■ Document section:
If the audience knew that the app was reading the chemistry in their blood, the conflict between “feeling” and “data” would have been way more intense. Instead, we are just told to believe it’s God because S.J. Suryah says so.
The Organic World Irony
One of the most interesting ideas in the film is the “Organic World.” This is a rehabilitation centre run by Vassey’s father, played by Seeman. It is supposed to be a sanctuary for people addicted to social media and technology. The concept is pure gold: a phone-free zone in a world obsessed with screens.
However, the continuity here is wild. Lensmen Reviews pointed out that for a place that claims to be a phone-free zone, it sure has a lot of technology floating around. We see characters smashing phones one minute and then seemingly using gadgets the next. The “rehab” process consists mostly of people looking sad and breaking things.
If they had leaned into the “cult” aspect of the Organic World, it would have been a great parallel to the “cult” of the LIK app.
One side worships the machine, the other side hates it. Instead, it just feels like a convenient place for the characters to hang out when the plot needs a break. A tighter focus on the psychological toll of leaving the grid would have added some much-needed weight to the second half.
S.J. Suryah’s Missing Backstory
Let’s talk about Suriyan. He is a billionaire who hates human unpredictability. He wants to automate love because he thinks humans are messy. It’s a classic villain motivation, but we never learn why he feels this way. Did someone break his heart? Was he a victim of a bad “human” relationship?
According to The Hindu, the film misses a cue to offer Suriyan a credible backstory. Without it, he is just a loud, colourful antagonist who exists to be defeated.
In a movie about love insurance, the creator of the company should have the most tragic love story of all. Imagine if he had created the app because he lost a partner to someone the “data” would have warned him about. That would have made his face-off with Pradeep’s character personal. Instead, it’s just a clash of ideologies that ends in a trite pre-climax fight sequence.
The 2026 and 2040 Timeline Confusion
The movie jumps between a recognisable 2026 and a neon-soaked 2040. While the visual contrast is stunning—shoutout to Ravi Varman for those visuals—the logic of how society shifted so drastically in just 14 years is never addressed.
We see high-tech air ambulances and holographic skyscrapers, but the social dynamics feel exactly like a present-day Instagram comment section.
The “fix” here was simple: a montage or a few lines of dialogue explaining the “Great Tech Leap.” If you are going to show Chennai as a utopian megalopolis, you have to show us the bridge that got us there. Without it, the world-building feels like “specious futurism,” as some critics have noted. It looks like a sci-fi movie, but it thinks like a 2024 rom-com.
The reality of the situation is that Vignesh Shivan is a filmmaker of “vibes.” He cares more about the “meet-cute” and the music than he does about the technical specs of a time-jumping app. And for 70 per cent of the audience, that is totally fine!

■ What this task involves:
Can you copy the film review word for word, starting with "If the audience" and going on through "Suryah says so."?

Point localization data:
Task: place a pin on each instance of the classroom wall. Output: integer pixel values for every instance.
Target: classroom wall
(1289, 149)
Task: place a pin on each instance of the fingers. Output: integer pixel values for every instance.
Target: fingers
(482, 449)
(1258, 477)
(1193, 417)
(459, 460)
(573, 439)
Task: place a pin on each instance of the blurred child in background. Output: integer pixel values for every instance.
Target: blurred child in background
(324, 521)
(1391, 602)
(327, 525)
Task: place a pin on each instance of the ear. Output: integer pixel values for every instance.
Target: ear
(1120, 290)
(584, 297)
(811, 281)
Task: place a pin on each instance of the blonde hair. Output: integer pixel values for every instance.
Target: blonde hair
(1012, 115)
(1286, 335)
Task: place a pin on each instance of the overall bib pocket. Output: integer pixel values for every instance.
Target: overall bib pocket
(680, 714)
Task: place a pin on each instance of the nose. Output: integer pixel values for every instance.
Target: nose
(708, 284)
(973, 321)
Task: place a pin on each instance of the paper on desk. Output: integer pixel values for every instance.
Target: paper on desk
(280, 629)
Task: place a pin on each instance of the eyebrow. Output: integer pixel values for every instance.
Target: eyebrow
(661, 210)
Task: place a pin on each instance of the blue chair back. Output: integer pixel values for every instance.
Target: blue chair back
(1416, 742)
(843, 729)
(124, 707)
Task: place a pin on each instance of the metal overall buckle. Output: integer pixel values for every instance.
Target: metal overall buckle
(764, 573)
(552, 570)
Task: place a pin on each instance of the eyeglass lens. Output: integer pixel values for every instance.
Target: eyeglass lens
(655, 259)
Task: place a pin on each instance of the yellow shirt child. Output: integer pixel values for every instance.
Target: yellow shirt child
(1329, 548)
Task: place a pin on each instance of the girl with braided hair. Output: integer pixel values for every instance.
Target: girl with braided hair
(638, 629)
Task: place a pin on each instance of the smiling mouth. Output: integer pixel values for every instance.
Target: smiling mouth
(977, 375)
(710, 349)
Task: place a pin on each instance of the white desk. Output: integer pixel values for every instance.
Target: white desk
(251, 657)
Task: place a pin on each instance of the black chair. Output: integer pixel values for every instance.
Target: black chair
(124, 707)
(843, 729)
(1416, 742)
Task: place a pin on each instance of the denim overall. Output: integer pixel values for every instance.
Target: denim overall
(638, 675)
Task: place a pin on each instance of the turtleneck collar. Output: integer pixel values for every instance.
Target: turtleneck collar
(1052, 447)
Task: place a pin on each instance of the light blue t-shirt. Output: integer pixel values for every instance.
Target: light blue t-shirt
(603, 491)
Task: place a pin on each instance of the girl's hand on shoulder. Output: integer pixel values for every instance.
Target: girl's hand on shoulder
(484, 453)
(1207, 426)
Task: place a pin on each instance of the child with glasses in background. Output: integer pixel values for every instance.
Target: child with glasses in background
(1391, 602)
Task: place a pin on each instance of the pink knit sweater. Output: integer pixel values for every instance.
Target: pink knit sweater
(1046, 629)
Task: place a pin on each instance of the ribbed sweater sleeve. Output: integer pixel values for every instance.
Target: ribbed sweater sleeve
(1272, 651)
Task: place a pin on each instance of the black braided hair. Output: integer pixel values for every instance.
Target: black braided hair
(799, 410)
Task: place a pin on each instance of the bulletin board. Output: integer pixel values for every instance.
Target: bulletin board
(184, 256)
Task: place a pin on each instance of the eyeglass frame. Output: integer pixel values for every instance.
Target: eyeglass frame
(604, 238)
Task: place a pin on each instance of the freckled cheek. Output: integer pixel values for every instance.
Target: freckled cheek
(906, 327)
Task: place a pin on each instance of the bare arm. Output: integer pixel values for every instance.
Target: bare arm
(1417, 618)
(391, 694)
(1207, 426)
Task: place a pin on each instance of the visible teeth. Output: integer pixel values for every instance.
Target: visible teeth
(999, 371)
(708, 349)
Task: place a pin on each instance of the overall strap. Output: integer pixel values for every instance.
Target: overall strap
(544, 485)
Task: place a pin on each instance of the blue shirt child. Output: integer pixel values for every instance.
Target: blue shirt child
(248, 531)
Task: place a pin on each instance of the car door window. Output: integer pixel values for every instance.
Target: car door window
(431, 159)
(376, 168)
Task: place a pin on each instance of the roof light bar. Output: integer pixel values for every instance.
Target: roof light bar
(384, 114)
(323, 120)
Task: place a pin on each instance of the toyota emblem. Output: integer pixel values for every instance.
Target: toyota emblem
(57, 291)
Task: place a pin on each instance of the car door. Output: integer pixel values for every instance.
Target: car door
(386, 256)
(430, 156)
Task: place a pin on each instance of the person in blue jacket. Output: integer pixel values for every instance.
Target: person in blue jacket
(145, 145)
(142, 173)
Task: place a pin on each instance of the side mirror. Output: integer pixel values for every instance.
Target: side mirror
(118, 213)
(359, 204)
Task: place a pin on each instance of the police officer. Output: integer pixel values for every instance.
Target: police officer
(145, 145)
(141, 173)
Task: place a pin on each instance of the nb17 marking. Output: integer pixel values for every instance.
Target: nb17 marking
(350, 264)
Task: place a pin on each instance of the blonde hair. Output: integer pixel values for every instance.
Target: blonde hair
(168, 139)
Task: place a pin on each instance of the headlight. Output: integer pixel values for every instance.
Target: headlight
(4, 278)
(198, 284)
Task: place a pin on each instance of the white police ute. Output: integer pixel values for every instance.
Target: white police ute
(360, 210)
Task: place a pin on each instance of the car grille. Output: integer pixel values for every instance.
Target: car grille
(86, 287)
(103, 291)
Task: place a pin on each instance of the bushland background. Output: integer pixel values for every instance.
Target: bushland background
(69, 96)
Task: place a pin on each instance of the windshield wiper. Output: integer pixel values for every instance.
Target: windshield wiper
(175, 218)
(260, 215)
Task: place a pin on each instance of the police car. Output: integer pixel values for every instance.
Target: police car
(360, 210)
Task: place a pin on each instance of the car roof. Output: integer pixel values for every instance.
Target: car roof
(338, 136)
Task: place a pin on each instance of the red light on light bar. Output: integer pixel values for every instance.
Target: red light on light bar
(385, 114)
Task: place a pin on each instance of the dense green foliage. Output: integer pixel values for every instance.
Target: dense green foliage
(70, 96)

■ Your response:
If the audience knew that the app was reading the chemistry in their blood, the conflict between “feeling” and “data” would have been way more intense. Instead, we are just told to believe it’s God because S.J. Suryah says so.